Objective.
Quote every one of the entries below word for word, leaving out the pictures.

Image segmentation entries

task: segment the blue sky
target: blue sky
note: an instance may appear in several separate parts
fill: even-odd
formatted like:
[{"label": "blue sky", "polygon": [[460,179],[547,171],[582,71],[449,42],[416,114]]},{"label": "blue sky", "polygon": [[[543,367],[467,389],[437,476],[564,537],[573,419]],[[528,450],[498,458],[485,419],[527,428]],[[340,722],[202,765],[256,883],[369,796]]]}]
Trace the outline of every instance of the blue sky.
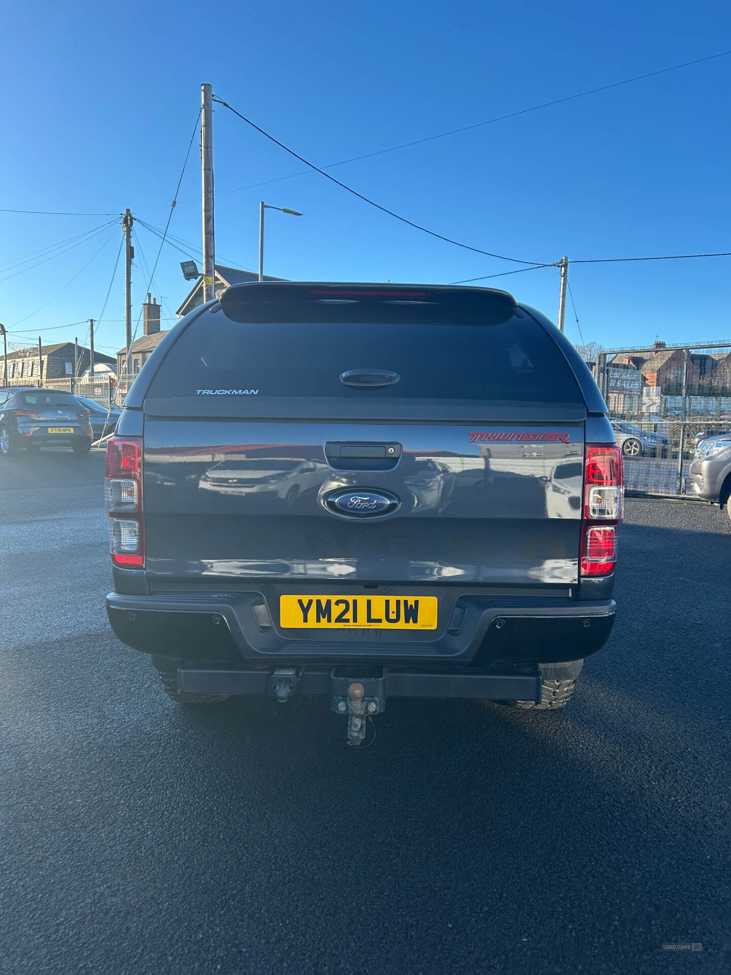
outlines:
[{"label": "blue sky", "polygon": [[[157,226],[168,216],[203,81],[326,165],[731,48],[727,3],[675,0],[569,0],[560,8],[537,0],[16,3],[6,5],[3,24],[12,114],[0,206],[130,207]],[[440,233],[527,260],[731,251],[729,94],[731,57],[719,58],[332,173]],[[269,274],[452,282],[517,266],[404,226],[317,174],[227,192],[302,167],[221,107],[213,132],[219,263],[255,269],[264,199],[304,214],[267,214]],[[196,137],[171,223],[195,244],[199,199]],[[112,218],[0,213],[0,265]],[[136,319],[147,285],[141,256],[151,264],[159,241],[135,230]],[[81,338],[83,326],[57,327],[99,317],[120,236],[112,225],[0,281],[10,338]],[[182,259],[166,246],[151,289],[169,316],[188,287]],[[0,270],[0,279],[15,270]],[[124,316],[121,271],[105,319]],[[605,347],[656,336],[731,340],[730,272],[729,257],[574,265],[584,338]],[[556,319],[555,268],[488,284]],[[570,307],[566,332],[579,340]],[[98,347],[113,351],[123,340],[122,321],[100,324]]]}]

Full solution.
task: segment the blue sky
target: blue sky
note: an instance may appear in several separate parts
fill: even-odd
formatted like:
[{"label": "blue sky", "polygon": [[460,179],[547,171],[582,71],[449,42],[416,114]]},{"label": "blue sky", "polygon": [[[543,367],[467,389],[437,476],[564,537],[573,419]],[[528,450],[498,458],[485,419],[527,428]],[[340,722],[202,765],[256,883],[369,796]]]}]
Trace the outline of every instance of the blue sky.
outlines:
[{"label": "blue sky", "polygon": [[[157,226],[168,216],[203,81],[326,165],[731,48],[727,3],[675,0],[569,0],[560,8],[537,0],[16,3],[6,5],[3,24],[12,114],[0,206],[130,207]],[[440,233],[527,260],[731,251],[729,94],[731,57],[719,58],[332,173]],[[269,274],[452,282],[517,266],[404,226],[317,174],[227,192],[302,167],[221,107],[213,132],[219,263],[255,269],[264,199],[304,214],[267,214]],[[196,137],[171,223],[195,244],[199,199]],[[112,218],[0,213],[0,265]],[[136,319],[147,285],[141,256],[151,264],[159,241],[135,230]],[[81,338],[83,326],[57,327],[99,317],[120,236],[112,225],[0,281],[10,338]],[[182,259],[166,246],[151,289],[169,316],[188,287]],[[0,270],[0,279],[15,270]],[[124,316],[121,271],[105,319]],[[605,347],[656,336],[731,340],[730,272],[729,257],[574,265],[584,338]],[[556,319],[555,268],[488,284]],[[570,307],[566,332],[579,340]],[[98,347],[113,351],[123,340],[122,321],[100,324]]]}]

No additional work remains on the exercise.